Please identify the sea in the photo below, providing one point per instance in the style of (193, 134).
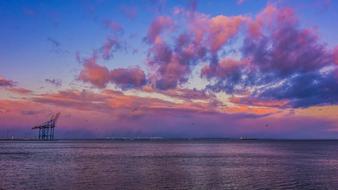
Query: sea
(169, 164)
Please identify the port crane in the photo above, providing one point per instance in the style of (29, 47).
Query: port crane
(46, 129)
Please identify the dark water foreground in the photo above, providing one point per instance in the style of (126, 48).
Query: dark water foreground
(169, 165)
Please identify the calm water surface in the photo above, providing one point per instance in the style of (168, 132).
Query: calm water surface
(169, 165)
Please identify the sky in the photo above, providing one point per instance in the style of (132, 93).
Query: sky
(172, 69)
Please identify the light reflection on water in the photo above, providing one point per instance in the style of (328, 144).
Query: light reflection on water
(169, 165)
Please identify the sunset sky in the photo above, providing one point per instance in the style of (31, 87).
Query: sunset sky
(165, 68)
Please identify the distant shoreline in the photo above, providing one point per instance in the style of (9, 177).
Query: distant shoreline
(159, 139)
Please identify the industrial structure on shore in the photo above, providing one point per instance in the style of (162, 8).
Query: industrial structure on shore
(46, 129)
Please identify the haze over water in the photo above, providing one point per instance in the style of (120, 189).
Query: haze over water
(169, 165)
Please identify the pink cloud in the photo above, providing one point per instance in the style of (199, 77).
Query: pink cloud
(128, 78)
(100, 76)
(94, 73)
(114, 26)
(6, 83)
(335, 55)
(20, 91)
(159, 25)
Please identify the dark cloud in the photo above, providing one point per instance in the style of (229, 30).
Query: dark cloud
(280, 61)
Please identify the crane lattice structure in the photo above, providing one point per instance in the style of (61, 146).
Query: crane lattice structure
(46, 129)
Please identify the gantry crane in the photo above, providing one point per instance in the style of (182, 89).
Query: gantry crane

- Aim of the task
Send back the entries above exactly. Skip the images.

- Task answer
Please identify the sea in the photo below, providing one point per instance in the style of (193, 134).
Query: sea
(169, 164)
Please identify the port crane in the photo above, providing one point per instance in the style of (29, 47).
Query: port crane
(46, 129)
Please identify the dark water foreground in the photo above, providing one point per instance in the style of (126, 48).
Query: dark water foreground
(169, 165)
Please identify the calm water surface in the photo above, providing one point per instance in the style of (168, 132).
Query: calm water surface
(169, 165)
Please identify the sky in the photo above, providing one point per instance in the style of (132, 93).
Query: sky
(172, 69)
Please identify the light reflection on water in the photo above, providing one point per instance in the style of (328, 144).
Query: light reflection on water
(169, 165)
Please identify the sunset sky in the photo above, providing one point per instance in the style of (31, 87).
Query: sunset sky
(165, 68)
Please identify the distant shoreline in the photo above, providing one point per instance in the style of (9, 177).
Query: distant shoreline
(159, 139)
Please identify the industrial structure on shore in the photo above, providing one point per instance in the style of (162, 8).
Query: industrial structure on shore
(46, 129)
Please identify the haze over water in the photo above, providing one point per instance in the style of (120, 189).
Query: haze over water
(169, 165)
Please identify the pink cloud in the photo above, providing one point per instance in the style of (199, 77).
Query: pink cloud
(128, 78)
(100, 76)
(94, 73)
(114, 26)
(6, 83)
(335, 55)
(20, 91)
(159, 25)
Please identify the dark cloud in the photo above, providing one point per instance in the style of (229, 30).
Query: dark cloud
(280, 61)
Please identify the crane lattice structure in the photo above, providing one point per instance in the style of (61, 146).
Query: crane lattice structure
(46, 129)
Please identify the gantry crane in the photo above, providing one point per instance in the style of (182, 89).
Query: gantry crane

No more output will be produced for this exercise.